** Data shown **
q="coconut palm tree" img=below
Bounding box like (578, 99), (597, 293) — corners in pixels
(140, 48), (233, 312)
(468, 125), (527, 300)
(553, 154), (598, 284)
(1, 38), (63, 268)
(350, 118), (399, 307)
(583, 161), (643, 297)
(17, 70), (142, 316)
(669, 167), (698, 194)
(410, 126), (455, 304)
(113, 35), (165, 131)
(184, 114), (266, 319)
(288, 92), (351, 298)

** Activity **
Please provide an exact transcription of each line from the one holding "Bounding box like" through the final line of the data above.

** Response area **
Bounding box like (578, 99), (597, 293) — corners in pixels
(140, 48), (233, 312)
(468, 125), (527, 300)
(553, 154), (598, 284)
(1, 38), (63, 268)
(350, 118), (399, 307)
(583, 161), (643, 297)
(17, 70), (142, 316)
(669, 167), (698, 194)
(410, 126), (455, 304)
(113, 35), (165, 131)
(184, 114), (266, 319)
(288, 92), (351, 298)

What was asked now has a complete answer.